Given request:
Reproduce exactly the lines from the one containing "For every instance of the roof" through the last line of the data, both ends included.

Supplied records:
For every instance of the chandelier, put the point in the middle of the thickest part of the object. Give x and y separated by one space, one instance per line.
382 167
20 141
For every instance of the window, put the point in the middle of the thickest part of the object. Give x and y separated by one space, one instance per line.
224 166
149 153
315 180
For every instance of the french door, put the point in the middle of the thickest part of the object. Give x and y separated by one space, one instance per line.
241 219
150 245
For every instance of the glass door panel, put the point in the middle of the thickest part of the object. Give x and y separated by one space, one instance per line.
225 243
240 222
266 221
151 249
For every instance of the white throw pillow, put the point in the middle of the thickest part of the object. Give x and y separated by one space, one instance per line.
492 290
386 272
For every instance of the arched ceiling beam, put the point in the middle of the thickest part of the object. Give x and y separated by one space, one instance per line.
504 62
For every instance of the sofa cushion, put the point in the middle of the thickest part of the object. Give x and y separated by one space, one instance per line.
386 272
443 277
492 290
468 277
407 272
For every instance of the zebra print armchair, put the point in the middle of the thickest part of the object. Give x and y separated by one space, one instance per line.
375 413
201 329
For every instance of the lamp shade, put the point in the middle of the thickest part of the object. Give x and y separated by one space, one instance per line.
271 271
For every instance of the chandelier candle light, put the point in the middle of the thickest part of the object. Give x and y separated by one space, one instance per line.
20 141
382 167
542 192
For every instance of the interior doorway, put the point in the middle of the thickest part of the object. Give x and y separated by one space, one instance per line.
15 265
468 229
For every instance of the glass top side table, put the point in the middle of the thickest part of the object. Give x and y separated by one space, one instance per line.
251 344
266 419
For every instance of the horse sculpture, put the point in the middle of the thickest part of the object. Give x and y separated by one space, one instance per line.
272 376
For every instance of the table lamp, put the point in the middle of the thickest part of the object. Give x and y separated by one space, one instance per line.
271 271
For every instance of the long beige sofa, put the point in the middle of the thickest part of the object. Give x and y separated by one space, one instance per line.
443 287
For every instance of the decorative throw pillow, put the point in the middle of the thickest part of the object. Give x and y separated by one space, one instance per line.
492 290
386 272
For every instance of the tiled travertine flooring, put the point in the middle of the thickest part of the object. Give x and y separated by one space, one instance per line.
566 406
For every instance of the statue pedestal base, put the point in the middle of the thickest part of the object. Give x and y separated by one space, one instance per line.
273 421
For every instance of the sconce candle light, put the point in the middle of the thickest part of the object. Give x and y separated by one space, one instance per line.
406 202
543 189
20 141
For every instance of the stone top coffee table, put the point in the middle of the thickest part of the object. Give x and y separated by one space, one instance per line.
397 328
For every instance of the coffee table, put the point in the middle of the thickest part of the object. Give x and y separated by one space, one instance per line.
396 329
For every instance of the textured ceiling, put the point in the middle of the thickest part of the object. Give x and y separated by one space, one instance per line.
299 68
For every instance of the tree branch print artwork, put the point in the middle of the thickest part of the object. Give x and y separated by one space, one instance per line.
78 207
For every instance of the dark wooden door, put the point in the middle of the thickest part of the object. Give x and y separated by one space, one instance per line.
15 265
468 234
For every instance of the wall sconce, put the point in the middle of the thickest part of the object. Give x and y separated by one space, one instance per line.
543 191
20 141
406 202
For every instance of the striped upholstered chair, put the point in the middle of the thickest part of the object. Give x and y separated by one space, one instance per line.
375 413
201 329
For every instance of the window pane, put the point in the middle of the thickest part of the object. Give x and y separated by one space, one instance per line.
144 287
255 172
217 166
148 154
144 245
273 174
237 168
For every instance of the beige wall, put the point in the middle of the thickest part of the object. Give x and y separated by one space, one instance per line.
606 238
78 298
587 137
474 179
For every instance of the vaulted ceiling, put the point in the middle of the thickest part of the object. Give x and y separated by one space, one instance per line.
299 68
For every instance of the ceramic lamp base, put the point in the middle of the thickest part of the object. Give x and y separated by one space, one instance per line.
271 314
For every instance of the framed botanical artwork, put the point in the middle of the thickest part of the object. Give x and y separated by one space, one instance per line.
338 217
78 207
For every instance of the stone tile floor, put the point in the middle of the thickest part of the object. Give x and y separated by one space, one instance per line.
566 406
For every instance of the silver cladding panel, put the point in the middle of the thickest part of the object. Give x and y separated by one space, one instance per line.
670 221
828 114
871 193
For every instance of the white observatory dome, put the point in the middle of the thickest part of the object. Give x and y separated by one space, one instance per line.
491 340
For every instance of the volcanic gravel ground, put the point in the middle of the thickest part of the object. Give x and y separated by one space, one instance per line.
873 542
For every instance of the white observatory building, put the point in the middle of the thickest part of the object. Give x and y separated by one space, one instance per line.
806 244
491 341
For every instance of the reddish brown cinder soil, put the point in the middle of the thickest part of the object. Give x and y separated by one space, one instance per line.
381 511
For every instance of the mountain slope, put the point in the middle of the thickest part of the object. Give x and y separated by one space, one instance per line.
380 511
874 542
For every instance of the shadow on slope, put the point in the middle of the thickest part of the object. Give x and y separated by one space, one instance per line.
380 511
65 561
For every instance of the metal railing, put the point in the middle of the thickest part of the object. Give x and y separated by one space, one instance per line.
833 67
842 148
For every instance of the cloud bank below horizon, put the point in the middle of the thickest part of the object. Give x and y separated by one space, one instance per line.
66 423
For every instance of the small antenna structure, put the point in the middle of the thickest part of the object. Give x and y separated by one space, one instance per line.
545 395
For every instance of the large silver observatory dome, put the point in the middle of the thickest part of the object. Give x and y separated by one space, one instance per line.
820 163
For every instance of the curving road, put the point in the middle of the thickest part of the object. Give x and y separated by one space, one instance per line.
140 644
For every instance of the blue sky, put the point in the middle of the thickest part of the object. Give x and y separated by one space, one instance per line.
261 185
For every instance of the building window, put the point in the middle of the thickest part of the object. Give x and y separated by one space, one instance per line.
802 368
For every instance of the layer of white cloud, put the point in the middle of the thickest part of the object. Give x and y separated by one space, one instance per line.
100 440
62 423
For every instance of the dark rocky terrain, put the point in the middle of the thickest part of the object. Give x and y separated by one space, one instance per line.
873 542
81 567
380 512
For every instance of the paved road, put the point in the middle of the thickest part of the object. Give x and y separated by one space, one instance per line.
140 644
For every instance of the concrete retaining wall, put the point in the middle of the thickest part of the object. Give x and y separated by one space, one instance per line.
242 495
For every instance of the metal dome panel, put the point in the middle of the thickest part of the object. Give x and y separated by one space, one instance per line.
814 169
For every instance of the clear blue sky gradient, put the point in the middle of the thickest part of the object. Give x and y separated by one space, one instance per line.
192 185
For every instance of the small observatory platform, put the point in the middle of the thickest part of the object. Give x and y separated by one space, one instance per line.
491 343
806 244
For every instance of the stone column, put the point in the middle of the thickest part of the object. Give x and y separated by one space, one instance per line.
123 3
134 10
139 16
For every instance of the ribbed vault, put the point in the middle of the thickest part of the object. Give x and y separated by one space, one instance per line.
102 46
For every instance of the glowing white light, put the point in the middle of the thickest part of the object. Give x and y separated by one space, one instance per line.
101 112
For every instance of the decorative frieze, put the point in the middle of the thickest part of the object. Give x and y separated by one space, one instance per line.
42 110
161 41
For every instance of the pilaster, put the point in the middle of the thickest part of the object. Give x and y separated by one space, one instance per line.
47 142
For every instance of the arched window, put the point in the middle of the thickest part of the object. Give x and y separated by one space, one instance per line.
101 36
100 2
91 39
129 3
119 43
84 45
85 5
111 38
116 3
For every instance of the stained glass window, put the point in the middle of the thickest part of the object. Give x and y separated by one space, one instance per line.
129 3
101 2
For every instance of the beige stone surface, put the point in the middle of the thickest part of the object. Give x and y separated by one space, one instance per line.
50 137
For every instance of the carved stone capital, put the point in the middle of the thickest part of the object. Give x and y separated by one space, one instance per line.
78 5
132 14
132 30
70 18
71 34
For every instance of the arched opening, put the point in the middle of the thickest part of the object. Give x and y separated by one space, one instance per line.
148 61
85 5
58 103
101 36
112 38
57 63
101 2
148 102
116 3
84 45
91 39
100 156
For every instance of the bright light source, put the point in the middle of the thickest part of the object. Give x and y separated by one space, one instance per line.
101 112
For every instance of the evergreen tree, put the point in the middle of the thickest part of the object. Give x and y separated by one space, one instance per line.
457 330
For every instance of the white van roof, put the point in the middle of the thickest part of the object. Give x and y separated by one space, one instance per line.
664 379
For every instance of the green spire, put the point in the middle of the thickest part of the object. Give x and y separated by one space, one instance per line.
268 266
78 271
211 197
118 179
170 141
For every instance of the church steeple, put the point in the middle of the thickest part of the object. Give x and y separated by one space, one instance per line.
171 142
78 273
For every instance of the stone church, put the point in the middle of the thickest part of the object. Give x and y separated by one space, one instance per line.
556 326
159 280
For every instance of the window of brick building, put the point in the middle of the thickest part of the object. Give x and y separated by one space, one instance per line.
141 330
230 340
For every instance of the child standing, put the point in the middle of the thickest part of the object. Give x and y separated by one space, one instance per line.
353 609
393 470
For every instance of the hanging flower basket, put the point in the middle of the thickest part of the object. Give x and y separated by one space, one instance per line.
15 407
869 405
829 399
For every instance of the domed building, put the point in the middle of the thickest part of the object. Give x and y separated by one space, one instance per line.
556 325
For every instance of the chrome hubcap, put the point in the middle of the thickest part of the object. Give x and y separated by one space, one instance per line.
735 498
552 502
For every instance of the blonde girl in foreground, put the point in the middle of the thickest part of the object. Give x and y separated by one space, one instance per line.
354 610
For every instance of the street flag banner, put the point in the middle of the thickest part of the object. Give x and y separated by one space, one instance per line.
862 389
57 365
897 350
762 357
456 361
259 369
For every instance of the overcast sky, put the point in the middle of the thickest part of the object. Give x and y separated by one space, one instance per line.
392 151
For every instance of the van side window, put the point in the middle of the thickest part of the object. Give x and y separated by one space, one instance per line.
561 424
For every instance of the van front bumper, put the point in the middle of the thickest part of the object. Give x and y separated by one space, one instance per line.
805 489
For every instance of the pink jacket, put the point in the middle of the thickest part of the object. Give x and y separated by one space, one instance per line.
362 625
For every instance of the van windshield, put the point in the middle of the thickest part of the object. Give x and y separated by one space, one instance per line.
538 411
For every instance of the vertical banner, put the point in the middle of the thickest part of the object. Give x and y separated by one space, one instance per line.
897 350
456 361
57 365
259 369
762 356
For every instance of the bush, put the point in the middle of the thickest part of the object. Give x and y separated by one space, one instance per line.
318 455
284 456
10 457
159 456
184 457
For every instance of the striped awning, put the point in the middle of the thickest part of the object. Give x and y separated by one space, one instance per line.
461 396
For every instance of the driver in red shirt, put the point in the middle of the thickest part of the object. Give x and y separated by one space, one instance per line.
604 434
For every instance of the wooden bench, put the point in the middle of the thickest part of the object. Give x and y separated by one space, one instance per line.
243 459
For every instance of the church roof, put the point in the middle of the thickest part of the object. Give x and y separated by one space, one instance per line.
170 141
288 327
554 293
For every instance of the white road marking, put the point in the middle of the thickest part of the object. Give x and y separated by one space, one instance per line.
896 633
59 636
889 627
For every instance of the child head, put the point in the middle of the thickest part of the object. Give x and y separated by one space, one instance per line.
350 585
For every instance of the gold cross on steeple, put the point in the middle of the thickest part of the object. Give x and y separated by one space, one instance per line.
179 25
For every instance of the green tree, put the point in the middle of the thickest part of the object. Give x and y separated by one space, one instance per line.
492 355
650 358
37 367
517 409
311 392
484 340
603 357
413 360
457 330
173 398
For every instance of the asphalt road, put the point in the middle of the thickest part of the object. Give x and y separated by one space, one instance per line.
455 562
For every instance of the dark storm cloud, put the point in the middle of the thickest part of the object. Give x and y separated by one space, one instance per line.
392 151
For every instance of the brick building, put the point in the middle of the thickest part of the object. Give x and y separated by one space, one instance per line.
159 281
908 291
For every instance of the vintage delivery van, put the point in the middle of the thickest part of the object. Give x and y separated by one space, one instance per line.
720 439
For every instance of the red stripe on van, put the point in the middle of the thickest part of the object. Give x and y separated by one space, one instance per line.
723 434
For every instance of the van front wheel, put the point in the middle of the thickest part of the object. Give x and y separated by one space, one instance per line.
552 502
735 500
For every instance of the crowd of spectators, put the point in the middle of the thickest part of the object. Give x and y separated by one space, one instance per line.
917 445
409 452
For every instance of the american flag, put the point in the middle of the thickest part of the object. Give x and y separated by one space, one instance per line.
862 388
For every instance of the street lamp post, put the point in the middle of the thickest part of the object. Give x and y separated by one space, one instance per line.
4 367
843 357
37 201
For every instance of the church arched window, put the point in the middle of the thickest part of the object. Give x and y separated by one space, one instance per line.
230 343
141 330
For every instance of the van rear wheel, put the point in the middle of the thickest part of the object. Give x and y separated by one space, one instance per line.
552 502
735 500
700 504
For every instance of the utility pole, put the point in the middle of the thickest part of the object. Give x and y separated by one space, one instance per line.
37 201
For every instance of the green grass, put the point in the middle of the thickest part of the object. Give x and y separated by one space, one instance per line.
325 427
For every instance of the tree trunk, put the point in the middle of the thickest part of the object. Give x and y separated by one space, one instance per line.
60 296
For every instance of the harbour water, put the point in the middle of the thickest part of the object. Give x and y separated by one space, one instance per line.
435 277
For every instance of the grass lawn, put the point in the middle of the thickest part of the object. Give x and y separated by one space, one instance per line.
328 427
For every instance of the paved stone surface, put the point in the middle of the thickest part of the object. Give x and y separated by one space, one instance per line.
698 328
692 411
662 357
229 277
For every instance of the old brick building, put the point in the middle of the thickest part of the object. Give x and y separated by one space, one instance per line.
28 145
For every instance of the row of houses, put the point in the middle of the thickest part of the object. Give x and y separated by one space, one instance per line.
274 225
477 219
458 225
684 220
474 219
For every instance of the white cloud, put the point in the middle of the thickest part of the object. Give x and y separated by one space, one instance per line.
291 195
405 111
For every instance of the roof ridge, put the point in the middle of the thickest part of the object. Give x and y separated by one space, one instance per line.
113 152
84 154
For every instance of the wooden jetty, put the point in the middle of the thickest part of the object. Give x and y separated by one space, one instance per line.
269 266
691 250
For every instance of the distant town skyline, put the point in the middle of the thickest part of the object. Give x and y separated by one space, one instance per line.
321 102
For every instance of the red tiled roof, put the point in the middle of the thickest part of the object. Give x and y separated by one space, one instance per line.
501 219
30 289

Finished answer:
For every instance of the roof ridge, put the point in the middle of the thickest part of the object. Give x and y separated by one space, one instance per line.
113 152
84 154
For every instance of the wooden jetty, put the point in the middle of the thickest part of the object. Give x and y separated by one space, one instance per line.
269 266
691 250
For every instance of the distant town skyline, put the point in the middle of the thickest part of the object. Give x and y separated by one space, one instance per line.
321 102
For every instance of the red tiled roof, put the point in the middle of the thickest part of the object. Give x and y separated by one space, one instance per line.
501 219
30 289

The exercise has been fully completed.